--- Dataset Enclosed Below ---
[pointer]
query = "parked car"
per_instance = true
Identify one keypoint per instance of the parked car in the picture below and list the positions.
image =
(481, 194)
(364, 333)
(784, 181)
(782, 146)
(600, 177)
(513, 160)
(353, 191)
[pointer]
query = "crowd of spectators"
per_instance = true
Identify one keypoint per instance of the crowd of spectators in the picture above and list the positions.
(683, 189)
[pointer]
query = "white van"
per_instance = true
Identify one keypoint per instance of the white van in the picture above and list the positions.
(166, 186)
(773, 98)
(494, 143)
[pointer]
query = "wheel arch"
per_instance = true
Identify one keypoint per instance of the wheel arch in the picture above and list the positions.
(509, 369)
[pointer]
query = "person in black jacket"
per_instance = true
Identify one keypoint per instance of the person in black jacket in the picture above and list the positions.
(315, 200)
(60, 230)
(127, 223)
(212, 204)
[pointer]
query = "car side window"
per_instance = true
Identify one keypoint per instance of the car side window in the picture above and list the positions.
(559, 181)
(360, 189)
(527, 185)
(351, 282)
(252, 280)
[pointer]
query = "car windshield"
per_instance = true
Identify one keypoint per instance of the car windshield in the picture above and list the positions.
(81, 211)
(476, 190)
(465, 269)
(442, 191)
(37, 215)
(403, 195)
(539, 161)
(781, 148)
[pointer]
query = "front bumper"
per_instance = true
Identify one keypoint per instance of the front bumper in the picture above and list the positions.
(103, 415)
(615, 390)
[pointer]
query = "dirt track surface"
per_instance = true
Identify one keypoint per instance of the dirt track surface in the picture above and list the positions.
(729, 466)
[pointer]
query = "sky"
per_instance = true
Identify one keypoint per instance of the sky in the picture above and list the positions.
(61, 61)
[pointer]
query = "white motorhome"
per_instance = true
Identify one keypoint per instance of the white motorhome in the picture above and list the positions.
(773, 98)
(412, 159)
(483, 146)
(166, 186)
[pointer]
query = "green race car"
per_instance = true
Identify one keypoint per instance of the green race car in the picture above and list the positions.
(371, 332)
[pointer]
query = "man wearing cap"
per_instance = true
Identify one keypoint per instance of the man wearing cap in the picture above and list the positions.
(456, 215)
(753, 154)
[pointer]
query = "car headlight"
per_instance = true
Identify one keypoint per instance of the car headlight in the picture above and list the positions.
--- End of Enclosed Dataset ---
--- Dataset Enclosed Below ---
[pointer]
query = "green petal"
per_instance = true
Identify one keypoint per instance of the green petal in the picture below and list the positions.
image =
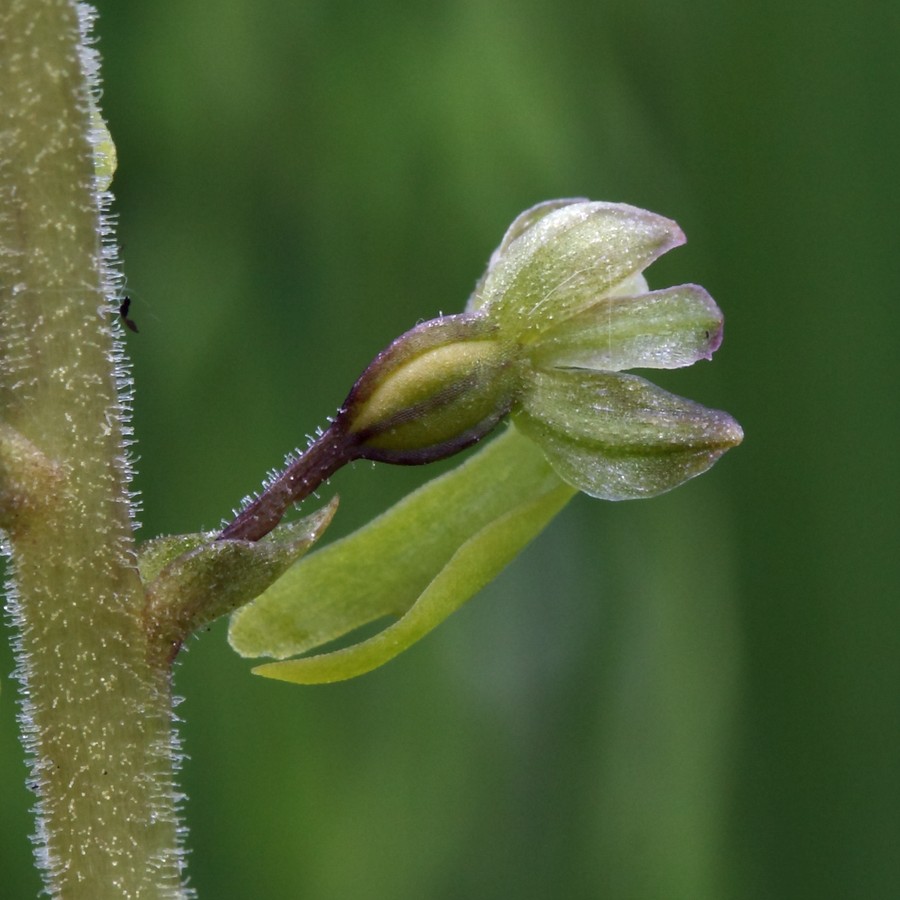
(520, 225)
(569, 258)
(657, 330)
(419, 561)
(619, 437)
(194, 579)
--- End of Enclosed Dataset ---
» Exercise objective: Count the lines in the records above that contain the word "parked", and reply with that number alone.

» Task answer: 2